> Source document
Words: Clay Muganda
I am old.
On 15th February, 2003, just when Kenya had restricted Canada to 197 in 49 overs, and I was watching Kenya chase, I got a call.
It was during the 2003 Cricket World Cup, and my drinking pal then, and at The Porter House that Saturday afternoon, was my creative friend…a man so sharp that he cannot hold a job since he does not understand how other people around him can be so dumb.
You can say he is as arrogant just like his uncle who gave you the Michuki Rules. He can call you anything, anytime, if he feels you are a dunderhead.
He does not drink in hours. He drinks in days. He says so. And it is true. The mothers to his children know that. He could leave the house on Friday, and on Sunday afternoon, I would still find him in the pub. Drunk. But his ability to call people names still intact.
His Baby Mamas always run away. With the child, or children. But at some point they come back. His brains bring them back.
My friend could have survived in the Hyena Kingdom where females choose the males because they do not want weak offspring. Can I say my friend is liked by Fisilets? At times I used to think he was ever drunk because he wanted to give his loins a break. He probably used to stay away from the house because of that too.
Actually, I thought Fisilets bought him drinks so he could, in a moment of weakness, deposit his brains in their wombs. I am not sure. He could call them many names, but you would find him with them in the pub.

> Given task a
Count the lines in the records that contain the string "black", treating case as significant, and reply with the number alone.
The text and the records have no connection to each other.

> Items
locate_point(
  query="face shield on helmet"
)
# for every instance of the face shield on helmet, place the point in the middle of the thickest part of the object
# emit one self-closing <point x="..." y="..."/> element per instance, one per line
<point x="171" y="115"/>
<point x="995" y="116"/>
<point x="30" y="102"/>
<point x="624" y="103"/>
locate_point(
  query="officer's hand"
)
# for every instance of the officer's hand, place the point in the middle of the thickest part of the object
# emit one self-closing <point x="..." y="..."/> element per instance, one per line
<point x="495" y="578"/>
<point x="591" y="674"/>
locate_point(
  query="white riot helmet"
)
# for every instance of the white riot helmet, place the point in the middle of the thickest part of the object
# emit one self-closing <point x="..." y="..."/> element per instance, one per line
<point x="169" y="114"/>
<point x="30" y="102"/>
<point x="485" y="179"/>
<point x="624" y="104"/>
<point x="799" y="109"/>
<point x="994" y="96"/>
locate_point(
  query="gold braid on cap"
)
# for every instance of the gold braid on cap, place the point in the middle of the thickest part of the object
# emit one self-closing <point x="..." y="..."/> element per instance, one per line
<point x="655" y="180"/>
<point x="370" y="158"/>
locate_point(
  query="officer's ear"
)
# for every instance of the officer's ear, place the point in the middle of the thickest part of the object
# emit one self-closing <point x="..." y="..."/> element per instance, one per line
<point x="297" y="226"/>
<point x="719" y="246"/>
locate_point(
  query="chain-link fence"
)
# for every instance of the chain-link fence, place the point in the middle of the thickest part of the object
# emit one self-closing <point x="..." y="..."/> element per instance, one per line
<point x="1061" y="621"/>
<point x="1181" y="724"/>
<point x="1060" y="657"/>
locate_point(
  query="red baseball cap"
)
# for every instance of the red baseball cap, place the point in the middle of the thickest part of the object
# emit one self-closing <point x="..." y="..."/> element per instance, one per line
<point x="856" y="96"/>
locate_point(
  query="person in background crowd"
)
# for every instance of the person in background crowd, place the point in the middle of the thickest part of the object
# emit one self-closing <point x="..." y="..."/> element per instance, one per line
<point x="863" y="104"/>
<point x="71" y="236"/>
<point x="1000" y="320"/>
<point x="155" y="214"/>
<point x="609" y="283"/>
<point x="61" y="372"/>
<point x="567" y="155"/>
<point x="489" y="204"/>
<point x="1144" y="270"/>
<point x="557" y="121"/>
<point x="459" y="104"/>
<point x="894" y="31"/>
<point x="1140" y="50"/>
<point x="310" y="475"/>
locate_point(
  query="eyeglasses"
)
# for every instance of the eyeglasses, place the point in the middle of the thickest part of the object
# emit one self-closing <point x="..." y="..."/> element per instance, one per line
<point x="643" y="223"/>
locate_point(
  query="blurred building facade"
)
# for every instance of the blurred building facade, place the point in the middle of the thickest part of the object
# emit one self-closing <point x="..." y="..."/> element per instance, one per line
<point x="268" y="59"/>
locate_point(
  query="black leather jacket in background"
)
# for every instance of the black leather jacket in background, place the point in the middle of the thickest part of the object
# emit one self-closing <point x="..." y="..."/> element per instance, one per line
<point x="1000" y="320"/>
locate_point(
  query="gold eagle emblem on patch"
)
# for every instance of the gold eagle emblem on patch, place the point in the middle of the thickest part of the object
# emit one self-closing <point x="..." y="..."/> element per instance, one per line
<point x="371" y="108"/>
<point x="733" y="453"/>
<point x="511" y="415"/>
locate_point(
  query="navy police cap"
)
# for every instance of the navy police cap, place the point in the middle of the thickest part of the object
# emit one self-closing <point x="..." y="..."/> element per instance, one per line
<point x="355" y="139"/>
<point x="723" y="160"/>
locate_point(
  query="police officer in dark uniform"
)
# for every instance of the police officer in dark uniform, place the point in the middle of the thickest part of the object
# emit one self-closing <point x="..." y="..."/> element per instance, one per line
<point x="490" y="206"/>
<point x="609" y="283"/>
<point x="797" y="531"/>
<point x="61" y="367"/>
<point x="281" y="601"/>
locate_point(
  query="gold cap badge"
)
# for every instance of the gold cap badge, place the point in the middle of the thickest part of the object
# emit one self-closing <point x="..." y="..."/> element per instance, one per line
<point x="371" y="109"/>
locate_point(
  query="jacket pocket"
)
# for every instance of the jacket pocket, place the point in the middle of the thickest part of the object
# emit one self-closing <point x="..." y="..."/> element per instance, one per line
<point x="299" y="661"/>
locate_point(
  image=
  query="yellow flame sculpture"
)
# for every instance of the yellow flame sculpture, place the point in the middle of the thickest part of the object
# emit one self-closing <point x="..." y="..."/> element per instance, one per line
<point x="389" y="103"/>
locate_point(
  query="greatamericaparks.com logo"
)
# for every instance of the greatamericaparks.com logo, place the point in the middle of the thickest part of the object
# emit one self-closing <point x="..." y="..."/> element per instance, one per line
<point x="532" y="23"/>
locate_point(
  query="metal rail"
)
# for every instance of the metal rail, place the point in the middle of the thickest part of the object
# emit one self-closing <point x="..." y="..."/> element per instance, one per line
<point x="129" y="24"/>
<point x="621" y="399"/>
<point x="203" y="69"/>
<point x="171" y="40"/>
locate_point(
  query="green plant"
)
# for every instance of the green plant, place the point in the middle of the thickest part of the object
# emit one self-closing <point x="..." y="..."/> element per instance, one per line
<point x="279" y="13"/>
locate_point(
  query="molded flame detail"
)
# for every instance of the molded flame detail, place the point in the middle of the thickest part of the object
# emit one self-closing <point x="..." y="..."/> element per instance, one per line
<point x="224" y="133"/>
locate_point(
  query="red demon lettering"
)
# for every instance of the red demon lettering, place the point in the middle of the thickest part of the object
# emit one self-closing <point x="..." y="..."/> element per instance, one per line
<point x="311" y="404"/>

> Given task b
In the piece about the drinking friend, what total had Kenya restricted Canada to when the call came?

> Exercise answer a
2

> Exercise answer b
197 in 49 overs.